Depuis, un négociant arabe que j'ai rencontré à Paris dans ma jeunesse me fit la même question ; je n'ai pas pu lui répondre plus catégoriquement que ne l'avait fait mon père au fils de Sa Majesté marocaine.
M. Langlais, savant très distingué, et qui avait fait une étude profonde des langues orientales, me dit, à cette époque, qu'en effet, en langue arabe, Talma signifie intrépide, et que c'est une appellation familière aux descendants d'Ismal, pour distinguer les différentes branches d'une même famille.
Vous sentez, monsieur, qu'une telle explication dut me rendre très fier, et j'ai constamment fait tous mes efforts pour ne pas déroger. J'ai donc, en suivant mon penchant, supposé, d'après cela, qu'une famille more restée en Espagne, et qui avait embrassé le christianisme, était venue, de ce royaume, dans les Pays-Bas, possédés autrefois par les Espagnols, et que, de là, par une circonstance quelconque, elle avait passé dans la Flandre française, et s'y était établie. Mais, d'une autre part aussi, on m'a dit que notre nom avait une terminaison hollandaise, et qu'il était très répandu dans une des provinces de la Hollande.
Cette nouvelle version a renversé tout l'édifice de mon imagination, et m'a renvoyé à l'instant même des sables d'Afrique aux marais des Provinces Unies.
Maintenant, c'est vous, monsieur, qui, parlant hollandais, pouvez mieux que personne, et surtout mieux que moi, décider si nous serions définitivement du Nord ou du Midi ; si nos ancêtres portaient un turban ou un chapeau, et s'ils adressaient leurs prières à Mahomet ou au Dieu des chrétiens.
J'oubliais encore de vous dire, monsieur, et cela n'est cependant point sans importance, que le comte de Mouradgea d'Ohsson, qui a résidé longtemps en orient, et a fait un ouvrage sur les systèmes religieux des orientaux, cite un passage d'un de leurs auteurs qui nous apprend que le roi ou plutôt le pharaon qui chassa les Israélites d'Egypte s'appelait Talma.
C'était, je l'avoue, un grand coquin que ce roi, surtout si j'en crois Moïse, autorité assez respectable ; mais il n'y faut pas regarder de si près, lorsqu'on peut se dire d'une si illustre origine.
Vous voyez, monsieur, qu'il n'y a point de baron allemand à seize quartiers, pas même de roi dans les quatre parties du monde, fût-ce ceux de la maison d'Autriche, la plus vieille de toutes les maisons, qui puisse se vanter d'une aussi haute origine que la mienne.
Au reste, monsieur, croyez que je tiens beaucoup plus à l'honneur d'être le parent d'un savant aussi distingué que vous, que d'être le descendant d'une tête couronnée. Ceux qui vous ressemblent ne travaillent qu'au bonheur des hommes, tandis que les autres – et, par les autres, j'entends les rois, les pharaons et les empereurs – ne songent qu'à les faire enrager.

[Consigne]
Recopiez fidèlement, s'il vous plaît, le passage du texte sur l'origine du nom Talma, depuis « J'oubliais encore de » jusqu'à « d'Egypte s'appelait Talma. » inclus. La liste qui suit n'a aucun rapport avec le texte.

[Données]
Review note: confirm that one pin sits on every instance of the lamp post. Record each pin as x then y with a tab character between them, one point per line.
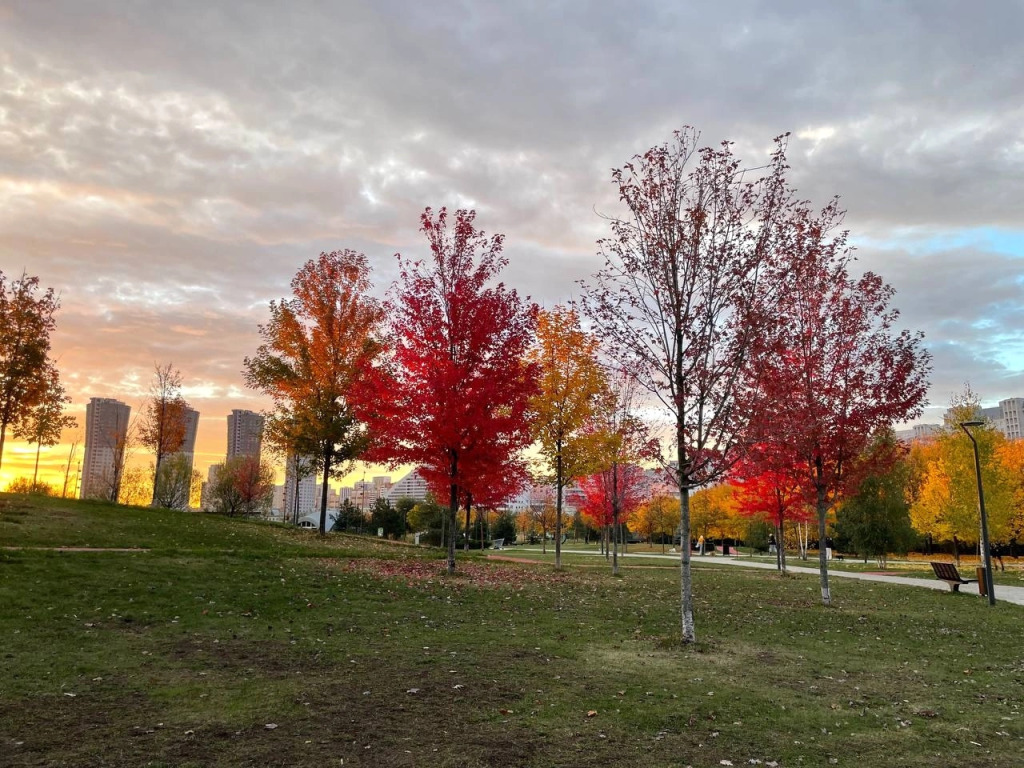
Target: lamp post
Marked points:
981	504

...

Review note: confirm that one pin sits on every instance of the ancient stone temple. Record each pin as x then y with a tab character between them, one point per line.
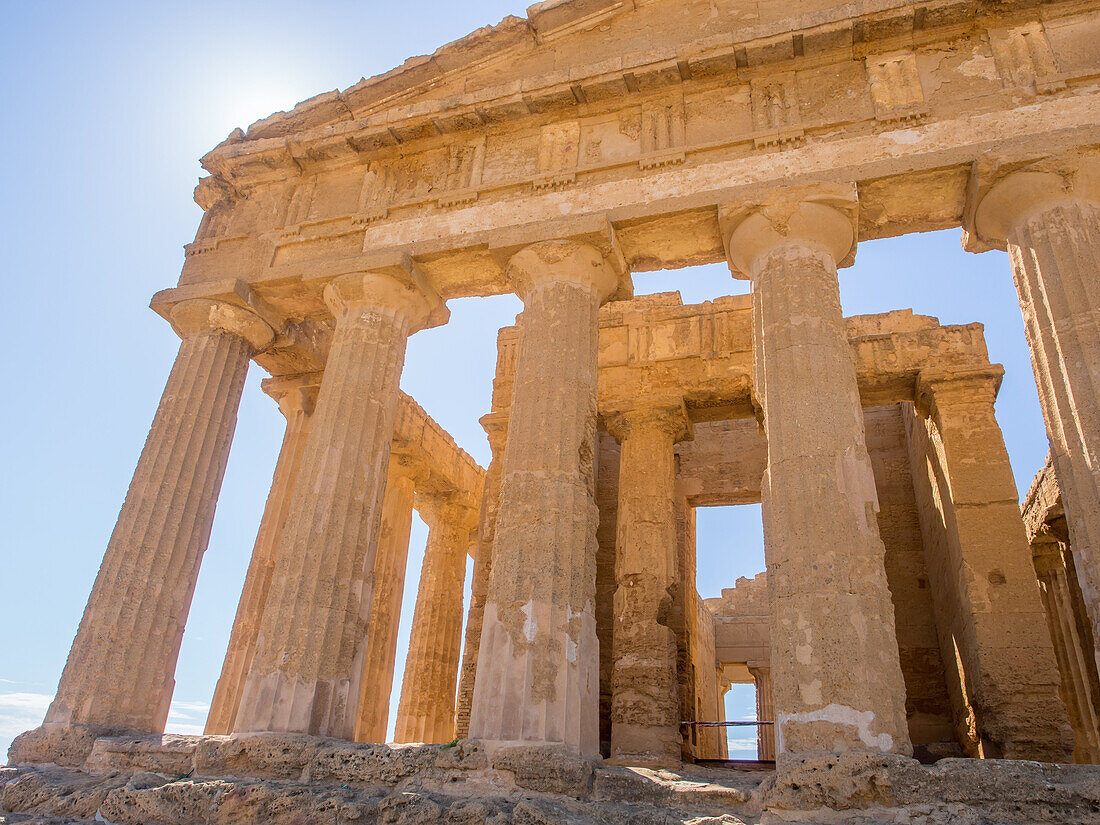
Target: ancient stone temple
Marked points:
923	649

---

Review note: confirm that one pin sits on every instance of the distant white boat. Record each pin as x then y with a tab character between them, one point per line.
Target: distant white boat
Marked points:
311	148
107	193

[Réponse complète]
J'oubliais encore de vous dire, monsieur, et cela n'est cependant point sans importance, que le comte de Mouradgea d'Ohsson, qui a résidé longtemps en orient, et a fait un ouvrage sur les systèmes religieux des orientaux, cite un passage d'un de leurs auteurs qui nous apprend que le roi ou plutôt le pharaon qui chassa les Israélites d'Egypte s'appelait Talma.